Written request a:
Answer these questions using the letter to The Wall Street Journal:
(i) On what date did the editorial "A Good Deal for Milosevic" appear?
(ii) Who is identified as Russia's special envoy for the Balkans?
(iii) Who is named as the Wall Street Journal's publisher?

Page text:
THE WALL STREET JOURNAL

New York, NY

Dear Ned,albright1.jpg (38404 bytes)

Your editorial, "A Good Deal for Milosevic" (May 7, 1999), quotes Victor Chernomyrdin, Russia's special envoy for the Balkans, as saying that the peace proposal, agreed to by NATO leaders in Bonn, Germany on May 6, was "a good deal for Milosevic," Yugoslavia's president. To which your editors added, "certainly it is a far better deal than the gallows he no doubt reserves."

Well, well... he who lives in a glass house should not cast stones. If Milosevic deserves the gallows, what then shall be proper punishment for the world class criminals, like Bill Clinton, Tony Blair, Jacques Chirac, Wesley Kanne Clark, Madeleine Albright, Sam Berger, William Cohen, Javier Solana, Jean Chretien... to name a few? Or for the accomplices of these mass murderers of innocent civilians and Chinese diplomats - the globalists who bought them and put them in positions of power - the Bilderbergers, the Trilateralists, or the CFR members? Which includes, of course, many members of the media, such as the Wall Street Journal's publisher, Peter Kann, and the editor-in-chief, Bob Bartley.

Records shown:
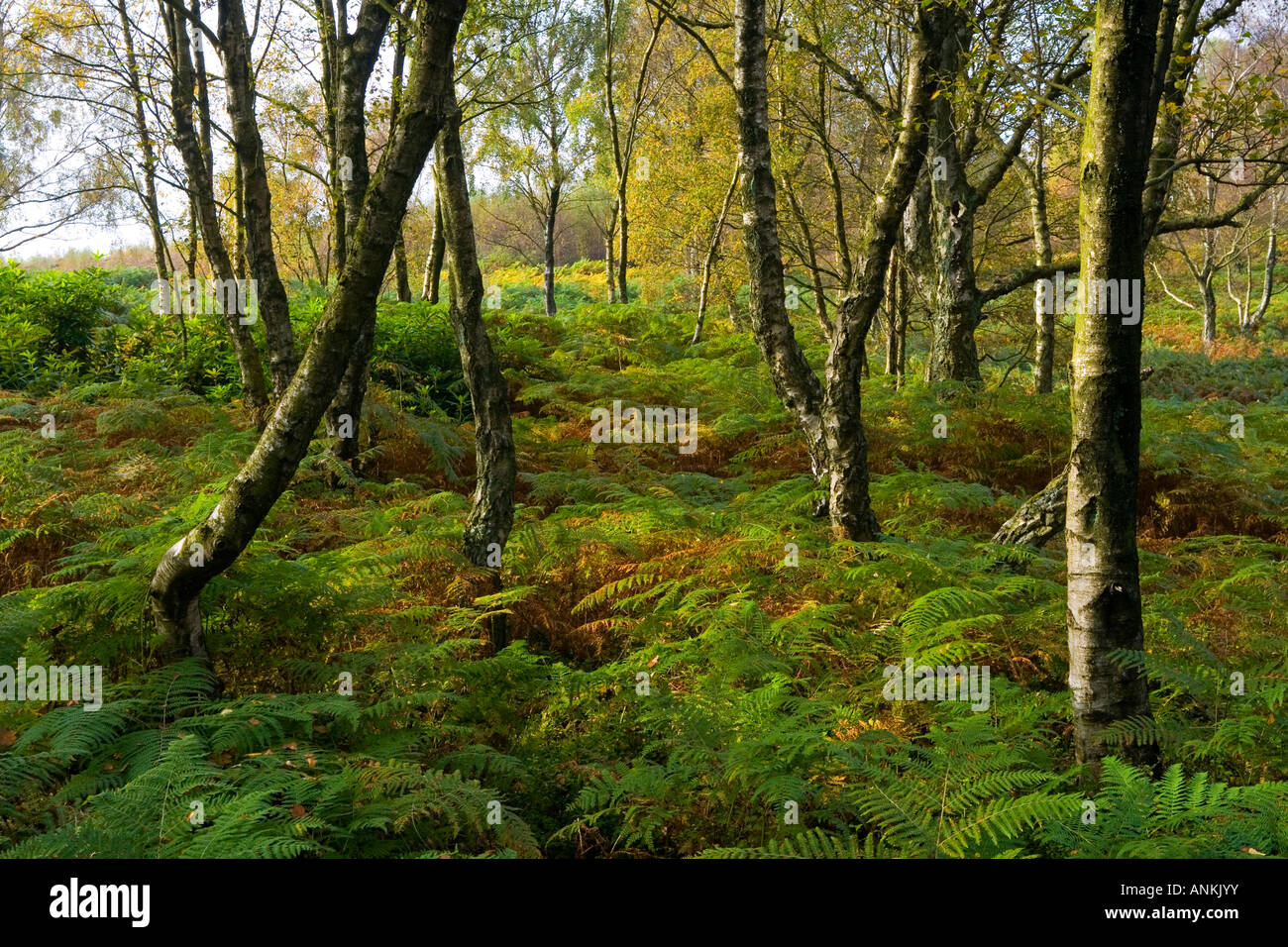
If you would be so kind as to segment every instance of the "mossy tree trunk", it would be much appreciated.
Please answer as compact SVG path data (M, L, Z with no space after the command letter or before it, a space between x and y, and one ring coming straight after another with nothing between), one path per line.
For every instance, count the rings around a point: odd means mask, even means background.
M170 48L170 116L174 122L174 142L188 178L189 206L196 224L201 228L206 259L210 260L215 278L227 283L227 281L236 278L236 273L232 259L228 256L223 231L219 227L219 207L215 204L215 186L210 165L206 162L197 126L193 122L196 106L193 94L197 80L185 13L182 4L169 4L165 0L161 3L161 18ZM196 228L193 228L192 255L188 260L189 278L196 272ZM264 368L260 365L259 348L255 345L249 323L243 323L241 316L236 311L228 311L223 313L223 320L233 344L233 354L237 358L242 403L261 416L268 407L268 385L264 380Z
M390 10L384 4L363 3L353 32L336 18L337 77L336 89L336 151L337 161L348 170L341 177L344 192L344 228L346 255L353 250L362 206L371 184L367 166L367 81L380 55L380 45L389 30ZM394 59L402 67L395 44ZM402 238L402 216L394 237L394 249ZM386 263L388 265L388 263ZM381 274L384 271L381 271ZM371 372L371 352L375 348L376 308L371 307L366 321L357 329L349 365L345 366L335 399L326 411L327 434L334 439L331 452L345 463L358 456L358 435L362 424L362 403L367 397Z
M273 250L273 198L264 164L264 142L255 117L250 33L241 0L219 0L218 17L228 117L245 189L246 262L259 298L259 318L264 323L273 397L281 398L295 374L295 338L291 332L291 304L286 298L286 286L277 271L277 254Z
M734 95L742 161L743 244L751 283L751 325L774 390L805 435L814 475L827 490L833 528L845 539L880 537L868 495L860 380L864 341L885 295L890 253L925 160L930 70L938 4L917 8L908 53L900 131L876 191L868 237L851 291L837 307L823 381L796 341L787 316L777 193L769 140L764 0L734 5Z
M434 179L448 245L448 314L474 408L478 479L462 546L471 563L493 569L493 591L500 591L501 554L514 526L514 479L518 468L510 426L509 388L483 323L483 273L479 271L465 155L461 149L461 113L455 107L455 100L452 106L434 146ZM493 618L491 640L493 648L506 644L505 616Z
M363 4L365 10L370 3ZM416 4L412 28L419 55L399 120L361 204L344 269L304 359L214 512L179 539L157 566L148 594L169 656L206 653L201 591L236 560L290 484L357 338L371 320L407 201L443 116L455 107L452 45L464 12L465 0Z
M1154 138L1154 52L1160 0L1100 0L1082 138L1078 236L1083 285L1145 278L1142 196ZM1164 46L1166 48L1166 46ZM1122 285L1122 283L1119 283ZM1099 309L1082 294L1073 343L1069 460L1069 688L1079 761L1109 751L1103 731L1149 718L1142 671L1113 652L1144 651L1136 504L1140 481L1141 320ZM1117 752L1155 764L1158 747Z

Written request b:
In the rows, rewrite the stretch from the start through the line containing "Please answer as", changing "much appreciated" to "greatly appreciated" and keeping everything else the same. Return only those lines and leave out the picture.

Task output a:
(i) May 7, 1999
(ii) Victor Chernomyrdin
(iii) Peter Kann

Task output b:
If you would be so kind as to segment every instance of the "mossy tree trunk", it would be greatly appreciated.
Please answer as compact SVG path data (M, L, Z with no space after the command letter or before it, a space between x and y, and one ring coming straight after another with nothing between), one path per line.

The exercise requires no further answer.